Work to be completed >> Please set down the whole article on growing blueberries exactly, word for word.

Page >>
-- BEGIN --

Growing Blueberries in the Home Garden
This article was originally published on March 1, 2011 and expired on May 31, 2011. It is provided here for archival purposes and may contain dated information.
The blueberry is a small fruit that is very popular among home gardeners, said a University of Illinois Extension horticulture educator.
"Growing blueberries can be very challenging and frustrating because they require specific soils and climatic conditions that may not be found in many parts of Illinois particularly the northern parts of the state," said Maurice Ogutu.
Blueberries require acidic soils with high organic matter content. They can be injured by late spring and early fall frosts and also mid winter temperatures below -20 degrees F. Blueberry plants are also expensive as the two or three-year old plants that are good for planting cost over $7 per plant.
"Blossom removal is recommended for the first two years after planting in order for the plants to channel energy into shoot and root development. Hence no crop for the first two years," he said. "The yield tends to be low during the third year after planting averaging about one-half pound per plant reaching peak of five pounds per plant in bushes that are more than six years after planting."
Home gardeners need to select right varieties, good location, amend the soil to the right pH, plant at the right spacing and depth, and care for blueberries until the berries are ready for harvesting.

-- END --

Items from a dataset:
-- BEGIN --

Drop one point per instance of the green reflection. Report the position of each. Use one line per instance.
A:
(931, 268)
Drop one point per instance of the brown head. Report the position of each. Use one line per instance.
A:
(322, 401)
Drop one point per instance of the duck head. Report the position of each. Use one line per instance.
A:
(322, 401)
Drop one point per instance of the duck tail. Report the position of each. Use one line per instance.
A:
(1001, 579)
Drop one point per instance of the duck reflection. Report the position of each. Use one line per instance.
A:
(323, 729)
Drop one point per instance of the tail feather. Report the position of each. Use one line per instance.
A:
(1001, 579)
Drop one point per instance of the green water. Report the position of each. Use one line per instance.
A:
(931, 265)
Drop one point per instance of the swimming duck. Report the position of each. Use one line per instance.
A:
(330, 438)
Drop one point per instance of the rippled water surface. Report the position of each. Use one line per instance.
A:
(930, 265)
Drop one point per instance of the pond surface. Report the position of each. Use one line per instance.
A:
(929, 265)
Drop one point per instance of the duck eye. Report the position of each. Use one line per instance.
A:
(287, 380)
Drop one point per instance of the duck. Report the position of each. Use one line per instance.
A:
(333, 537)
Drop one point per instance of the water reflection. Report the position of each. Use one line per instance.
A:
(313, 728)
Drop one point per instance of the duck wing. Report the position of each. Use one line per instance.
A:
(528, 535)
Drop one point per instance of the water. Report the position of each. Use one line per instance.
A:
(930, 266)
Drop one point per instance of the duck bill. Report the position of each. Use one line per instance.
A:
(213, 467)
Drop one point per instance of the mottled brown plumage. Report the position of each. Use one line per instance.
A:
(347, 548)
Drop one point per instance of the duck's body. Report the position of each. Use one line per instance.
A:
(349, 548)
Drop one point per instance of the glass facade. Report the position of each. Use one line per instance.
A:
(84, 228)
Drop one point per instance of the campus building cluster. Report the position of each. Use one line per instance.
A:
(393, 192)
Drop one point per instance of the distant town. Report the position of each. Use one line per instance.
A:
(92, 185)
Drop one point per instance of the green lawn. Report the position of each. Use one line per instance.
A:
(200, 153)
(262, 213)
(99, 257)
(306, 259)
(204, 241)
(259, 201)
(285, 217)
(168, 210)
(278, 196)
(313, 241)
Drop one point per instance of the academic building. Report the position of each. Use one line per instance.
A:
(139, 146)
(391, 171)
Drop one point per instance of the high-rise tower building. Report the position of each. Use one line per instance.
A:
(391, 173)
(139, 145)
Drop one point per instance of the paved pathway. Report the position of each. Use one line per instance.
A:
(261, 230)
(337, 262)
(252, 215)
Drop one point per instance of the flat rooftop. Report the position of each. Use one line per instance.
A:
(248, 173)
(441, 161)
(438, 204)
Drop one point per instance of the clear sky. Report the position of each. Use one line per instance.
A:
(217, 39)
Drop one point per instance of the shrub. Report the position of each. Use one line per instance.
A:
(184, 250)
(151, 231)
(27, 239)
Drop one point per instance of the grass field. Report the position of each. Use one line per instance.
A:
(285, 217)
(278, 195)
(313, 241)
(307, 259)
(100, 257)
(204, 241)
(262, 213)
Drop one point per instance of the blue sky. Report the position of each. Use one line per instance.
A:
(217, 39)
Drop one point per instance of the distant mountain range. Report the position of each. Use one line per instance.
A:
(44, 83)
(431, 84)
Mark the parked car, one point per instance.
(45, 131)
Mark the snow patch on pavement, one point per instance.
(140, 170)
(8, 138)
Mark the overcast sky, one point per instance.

-- END --

Expected answer >>
Growing Blueberries in the Home Garden
This article was originally published on March 1, 2011 and expired on May 31, 2011. It is provided here for archival purposes and may contain dated information.
The blueberry is a small fruit that is very popular among home gardeners, said a University of Illinois Extension horticulture educator.
"Growing blueberries can be very challenging and frustrating because they require specific soils and climatic conditions that may not be found in many parts of Illinois particularly the northern parts of the state," said Maurice Ogutu.
Blueberries require acidic soils with high organic matter content. They can be injured by late spring and early fall frosts and also mid winter temperatures below -20 degrees F. Blueberry plants are also expensive as the two or three-year old plants that are good for planting cost over $7 per plant.
"Blossom removal is recommended for the first two years after planting in order for the plants to channel energy into shoot and root development. Hence no crop for the first two years," he said. "The yield tends to be low during the third year after planting averaging about one-half pound per plant reaching peak of five pounds per plant in bushes that are more than six years after planting."
Home gardeners need to select right varieties, good location, amend the soil to the right pH, plant at the right spacing and depth, and care for blueberries until the berries are ready for harvesting.